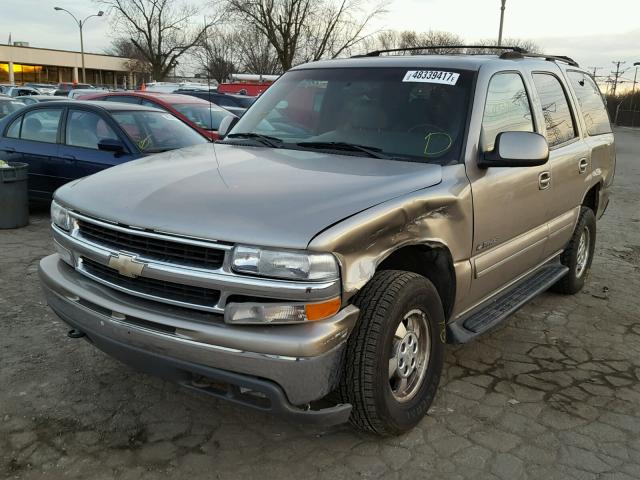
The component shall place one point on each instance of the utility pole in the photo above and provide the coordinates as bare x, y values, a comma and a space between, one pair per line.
616, 75
595, 71
501, 22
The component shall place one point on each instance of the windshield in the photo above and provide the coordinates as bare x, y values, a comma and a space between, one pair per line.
204, 116
156, 131
416, 114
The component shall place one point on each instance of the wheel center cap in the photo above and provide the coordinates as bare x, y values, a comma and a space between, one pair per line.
407, 354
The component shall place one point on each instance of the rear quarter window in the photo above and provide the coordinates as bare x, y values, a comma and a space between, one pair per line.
592, 106
555, 109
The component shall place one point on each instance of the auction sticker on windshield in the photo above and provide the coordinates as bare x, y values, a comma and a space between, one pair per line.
431, 76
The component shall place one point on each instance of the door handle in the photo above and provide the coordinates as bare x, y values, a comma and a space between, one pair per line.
544, 180
582, 165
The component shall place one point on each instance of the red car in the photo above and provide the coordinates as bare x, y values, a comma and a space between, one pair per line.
199, 114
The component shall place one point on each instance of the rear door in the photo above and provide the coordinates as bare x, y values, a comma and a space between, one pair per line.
82, 132
596, 127
38, 144
509, 203
568, 157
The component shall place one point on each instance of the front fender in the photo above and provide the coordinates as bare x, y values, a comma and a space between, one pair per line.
441, 215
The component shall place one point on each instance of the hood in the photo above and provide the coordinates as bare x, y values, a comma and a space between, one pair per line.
240, 194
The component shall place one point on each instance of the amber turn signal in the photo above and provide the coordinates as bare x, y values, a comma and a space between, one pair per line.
319, 311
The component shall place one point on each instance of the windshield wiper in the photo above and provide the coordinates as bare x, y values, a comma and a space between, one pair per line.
374, 152
273, 142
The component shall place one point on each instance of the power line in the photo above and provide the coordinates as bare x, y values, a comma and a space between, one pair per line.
616, 76
595, 71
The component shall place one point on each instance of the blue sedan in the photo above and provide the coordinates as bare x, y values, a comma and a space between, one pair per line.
65, 140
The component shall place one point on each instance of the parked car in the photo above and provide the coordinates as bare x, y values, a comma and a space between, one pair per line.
77, 93
201, 115
64, 88
31, 99
66, 140
236, 104
9, 105
5, 86
44, 88
21, 91
363, 213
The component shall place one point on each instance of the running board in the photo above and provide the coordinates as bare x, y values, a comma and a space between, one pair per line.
490, 314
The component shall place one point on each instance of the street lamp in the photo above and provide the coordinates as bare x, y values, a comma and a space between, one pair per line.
501, 22
633, 97
80, 25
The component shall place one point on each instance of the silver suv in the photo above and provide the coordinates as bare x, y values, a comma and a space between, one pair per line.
360, 215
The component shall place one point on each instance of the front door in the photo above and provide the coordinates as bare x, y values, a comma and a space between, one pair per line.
38, 146
83, 131
509, 203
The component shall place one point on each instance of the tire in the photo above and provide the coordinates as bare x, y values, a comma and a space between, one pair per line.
571, 257
378, 400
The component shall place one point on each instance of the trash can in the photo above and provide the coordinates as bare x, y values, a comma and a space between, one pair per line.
14, 201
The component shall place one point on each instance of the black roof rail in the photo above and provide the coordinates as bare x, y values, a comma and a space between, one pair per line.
562, 58
376, 53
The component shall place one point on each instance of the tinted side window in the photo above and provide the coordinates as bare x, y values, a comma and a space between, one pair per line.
14, 129
591, 103
225, 102
41, 125
507, 109
123, 99
86, 129
555, 109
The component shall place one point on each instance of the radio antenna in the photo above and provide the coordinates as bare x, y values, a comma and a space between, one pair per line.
208, 67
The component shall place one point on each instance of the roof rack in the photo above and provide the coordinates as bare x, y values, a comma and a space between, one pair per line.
376, 53
551, 58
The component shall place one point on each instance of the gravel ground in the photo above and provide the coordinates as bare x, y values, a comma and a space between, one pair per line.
554, 393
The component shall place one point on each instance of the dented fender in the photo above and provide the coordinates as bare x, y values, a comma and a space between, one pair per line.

→ WHAT TO WORK ON:
Can you rewrite the records starting with the line that contains "of the roof" and going on through the last line of the records, keeping the request lines unchanged but adding 109 to every number in the coordinates?

→ ANSWER IN FULL:
The component shall place one point on each instance of the roof rack in the photo above and provide the coordinates as bare x, y values, a comma and a space between, one pair per line.
485, 162
660, 167
The component shall place one point on each instance of the gravel ground in the photo above and provide the coordinates as bare x, y values, a comma and a space between, one pair per line.
663, 502
The component shall place one point on each instance of the dented fender in the photo above and provide the coordinates as bare x, y values, a comma and a space between, one pair per line.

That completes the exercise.